* _Records for this task_:
"""
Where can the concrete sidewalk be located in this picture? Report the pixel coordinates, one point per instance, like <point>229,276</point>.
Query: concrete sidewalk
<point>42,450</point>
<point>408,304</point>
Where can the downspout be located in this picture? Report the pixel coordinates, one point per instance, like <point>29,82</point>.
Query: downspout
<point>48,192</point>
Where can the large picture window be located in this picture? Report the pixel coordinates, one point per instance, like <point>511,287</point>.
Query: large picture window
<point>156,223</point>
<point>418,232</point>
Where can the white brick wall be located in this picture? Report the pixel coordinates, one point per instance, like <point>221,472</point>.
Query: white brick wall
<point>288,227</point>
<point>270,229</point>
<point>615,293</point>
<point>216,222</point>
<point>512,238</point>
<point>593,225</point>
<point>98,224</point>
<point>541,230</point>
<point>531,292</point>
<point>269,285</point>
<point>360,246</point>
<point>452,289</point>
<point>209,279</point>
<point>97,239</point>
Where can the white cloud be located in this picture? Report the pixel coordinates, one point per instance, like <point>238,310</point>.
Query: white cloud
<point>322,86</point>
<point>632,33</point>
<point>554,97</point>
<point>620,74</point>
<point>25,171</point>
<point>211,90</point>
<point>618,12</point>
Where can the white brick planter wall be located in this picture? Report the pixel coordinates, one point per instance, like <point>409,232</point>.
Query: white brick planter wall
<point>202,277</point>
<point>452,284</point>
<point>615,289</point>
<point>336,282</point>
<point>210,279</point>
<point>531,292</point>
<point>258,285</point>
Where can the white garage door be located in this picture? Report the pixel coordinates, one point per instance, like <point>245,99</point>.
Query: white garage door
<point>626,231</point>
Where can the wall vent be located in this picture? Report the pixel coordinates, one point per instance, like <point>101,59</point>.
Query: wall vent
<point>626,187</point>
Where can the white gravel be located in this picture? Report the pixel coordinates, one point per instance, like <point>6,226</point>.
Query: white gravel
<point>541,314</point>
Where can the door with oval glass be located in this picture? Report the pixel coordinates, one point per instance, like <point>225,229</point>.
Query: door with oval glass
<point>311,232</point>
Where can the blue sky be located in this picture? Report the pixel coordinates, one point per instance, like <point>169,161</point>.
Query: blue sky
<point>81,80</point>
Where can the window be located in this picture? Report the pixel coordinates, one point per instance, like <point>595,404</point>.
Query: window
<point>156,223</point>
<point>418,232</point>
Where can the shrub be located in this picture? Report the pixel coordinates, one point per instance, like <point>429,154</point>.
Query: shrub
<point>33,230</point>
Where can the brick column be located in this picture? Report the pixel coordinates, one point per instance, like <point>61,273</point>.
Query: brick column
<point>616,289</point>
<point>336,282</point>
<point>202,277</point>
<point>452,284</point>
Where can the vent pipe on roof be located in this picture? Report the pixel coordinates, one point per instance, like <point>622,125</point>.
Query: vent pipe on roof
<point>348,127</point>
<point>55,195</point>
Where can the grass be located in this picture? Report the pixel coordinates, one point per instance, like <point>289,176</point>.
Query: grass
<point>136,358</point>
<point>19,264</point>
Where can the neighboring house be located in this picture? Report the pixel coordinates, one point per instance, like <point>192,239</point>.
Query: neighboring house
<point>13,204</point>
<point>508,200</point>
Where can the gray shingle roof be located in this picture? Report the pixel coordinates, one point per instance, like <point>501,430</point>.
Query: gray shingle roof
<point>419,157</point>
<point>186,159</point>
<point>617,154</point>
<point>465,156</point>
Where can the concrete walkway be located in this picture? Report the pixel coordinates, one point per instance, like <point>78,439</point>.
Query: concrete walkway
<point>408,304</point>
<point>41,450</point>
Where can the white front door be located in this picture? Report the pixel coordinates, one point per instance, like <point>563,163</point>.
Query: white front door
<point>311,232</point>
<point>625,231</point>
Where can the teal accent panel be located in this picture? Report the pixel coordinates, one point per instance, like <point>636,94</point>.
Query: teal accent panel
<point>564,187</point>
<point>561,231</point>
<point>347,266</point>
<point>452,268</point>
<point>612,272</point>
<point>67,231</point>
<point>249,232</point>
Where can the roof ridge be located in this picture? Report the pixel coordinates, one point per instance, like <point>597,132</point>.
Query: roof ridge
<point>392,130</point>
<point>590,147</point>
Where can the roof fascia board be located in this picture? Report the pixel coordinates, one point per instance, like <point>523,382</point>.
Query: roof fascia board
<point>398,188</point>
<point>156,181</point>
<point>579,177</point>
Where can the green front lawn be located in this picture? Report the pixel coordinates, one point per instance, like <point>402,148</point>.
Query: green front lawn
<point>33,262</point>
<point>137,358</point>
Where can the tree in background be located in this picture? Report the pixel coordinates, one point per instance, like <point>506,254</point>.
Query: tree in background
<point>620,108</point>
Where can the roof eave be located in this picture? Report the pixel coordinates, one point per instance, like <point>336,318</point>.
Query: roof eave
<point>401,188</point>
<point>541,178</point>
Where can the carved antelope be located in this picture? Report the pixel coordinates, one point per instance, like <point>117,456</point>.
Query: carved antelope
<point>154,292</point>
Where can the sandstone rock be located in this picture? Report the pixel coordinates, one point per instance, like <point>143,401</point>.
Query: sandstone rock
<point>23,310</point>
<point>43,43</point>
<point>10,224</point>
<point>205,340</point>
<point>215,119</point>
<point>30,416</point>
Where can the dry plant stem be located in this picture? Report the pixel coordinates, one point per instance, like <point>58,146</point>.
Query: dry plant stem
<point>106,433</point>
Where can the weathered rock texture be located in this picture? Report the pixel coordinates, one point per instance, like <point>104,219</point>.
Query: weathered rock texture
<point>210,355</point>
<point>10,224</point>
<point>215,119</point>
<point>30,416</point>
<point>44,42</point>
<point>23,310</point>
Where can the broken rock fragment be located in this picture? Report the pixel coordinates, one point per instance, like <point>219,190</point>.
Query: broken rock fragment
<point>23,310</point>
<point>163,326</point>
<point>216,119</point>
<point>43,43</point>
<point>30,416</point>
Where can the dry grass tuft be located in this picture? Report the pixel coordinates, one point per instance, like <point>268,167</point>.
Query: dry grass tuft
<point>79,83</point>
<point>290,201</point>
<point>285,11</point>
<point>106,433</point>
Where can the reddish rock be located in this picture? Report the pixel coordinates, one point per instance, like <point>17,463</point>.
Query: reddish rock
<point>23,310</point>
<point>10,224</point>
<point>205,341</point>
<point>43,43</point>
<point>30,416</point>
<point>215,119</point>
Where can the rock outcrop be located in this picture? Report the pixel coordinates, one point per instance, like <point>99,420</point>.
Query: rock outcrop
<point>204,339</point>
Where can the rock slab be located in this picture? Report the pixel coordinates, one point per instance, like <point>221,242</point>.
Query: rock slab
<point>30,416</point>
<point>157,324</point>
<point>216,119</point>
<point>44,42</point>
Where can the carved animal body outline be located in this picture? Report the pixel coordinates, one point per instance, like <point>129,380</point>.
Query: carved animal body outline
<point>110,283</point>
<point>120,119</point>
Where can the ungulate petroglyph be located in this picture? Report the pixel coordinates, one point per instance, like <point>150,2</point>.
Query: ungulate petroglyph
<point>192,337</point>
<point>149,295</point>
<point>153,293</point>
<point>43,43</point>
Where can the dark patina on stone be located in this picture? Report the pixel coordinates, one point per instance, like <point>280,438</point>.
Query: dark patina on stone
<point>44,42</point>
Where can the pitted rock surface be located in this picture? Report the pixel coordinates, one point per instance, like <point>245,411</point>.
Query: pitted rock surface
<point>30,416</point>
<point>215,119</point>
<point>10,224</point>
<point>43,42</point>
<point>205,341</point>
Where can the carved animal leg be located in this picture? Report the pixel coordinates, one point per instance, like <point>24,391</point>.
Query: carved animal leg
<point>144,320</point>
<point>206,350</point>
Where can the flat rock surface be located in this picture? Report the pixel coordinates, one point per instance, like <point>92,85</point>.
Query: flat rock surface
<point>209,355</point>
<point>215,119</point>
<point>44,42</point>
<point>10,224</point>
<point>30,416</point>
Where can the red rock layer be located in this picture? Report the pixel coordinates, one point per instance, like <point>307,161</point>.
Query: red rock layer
"""
"""
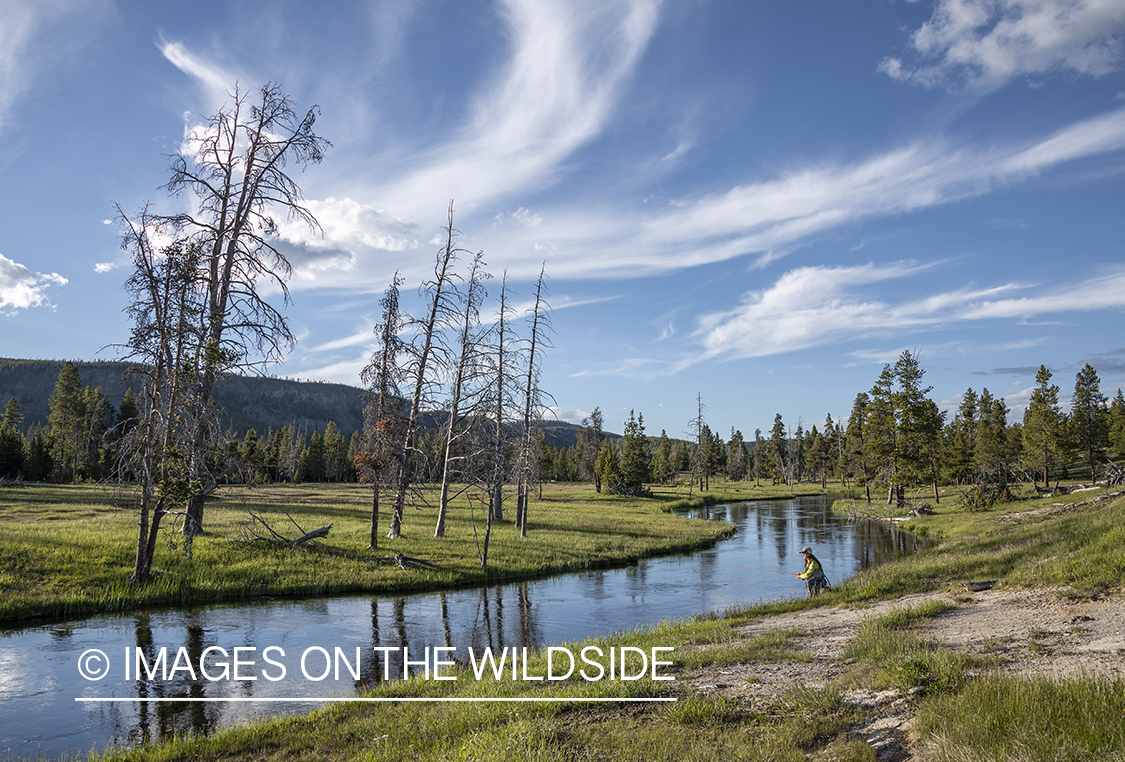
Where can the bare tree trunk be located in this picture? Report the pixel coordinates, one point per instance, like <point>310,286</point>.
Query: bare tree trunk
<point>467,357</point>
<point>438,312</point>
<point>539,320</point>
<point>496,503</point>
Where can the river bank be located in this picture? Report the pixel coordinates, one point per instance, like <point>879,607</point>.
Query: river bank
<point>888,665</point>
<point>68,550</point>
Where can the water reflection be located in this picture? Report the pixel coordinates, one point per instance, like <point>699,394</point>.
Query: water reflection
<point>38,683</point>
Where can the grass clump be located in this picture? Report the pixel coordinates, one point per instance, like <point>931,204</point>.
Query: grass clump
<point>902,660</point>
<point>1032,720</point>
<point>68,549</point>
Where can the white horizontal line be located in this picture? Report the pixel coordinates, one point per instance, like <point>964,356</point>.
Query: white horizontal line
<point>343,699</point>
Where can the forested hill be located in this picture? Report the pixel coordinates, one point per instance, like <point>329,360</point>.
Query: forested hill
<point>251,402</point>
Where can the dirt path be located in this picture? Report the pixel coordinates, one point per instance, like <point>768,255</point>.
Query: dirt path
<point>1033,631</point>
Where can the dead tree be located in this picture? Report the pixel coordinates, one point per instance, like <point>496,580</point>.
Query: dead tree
"""
* _Aim_: Transcribe, character for character, everything above from the line containing "Where can the concrete sidewalk" down to the line containing "<point>48,192</point>", including both of those lines.

* _Solution for this problem_:
Where can the concrete sidewalk be located in this picture? Report the pixel coordinates, one point per instance, like <point>229,276</point>.
Query: concrete sidewalk
<point>42,450</point>
<point>408,304</point>
Where can the downspout be located in this picture? Report the pixel coordinates, one point per instance, like <point>29,82</point>.
Query: downspout
<point>48,192</point>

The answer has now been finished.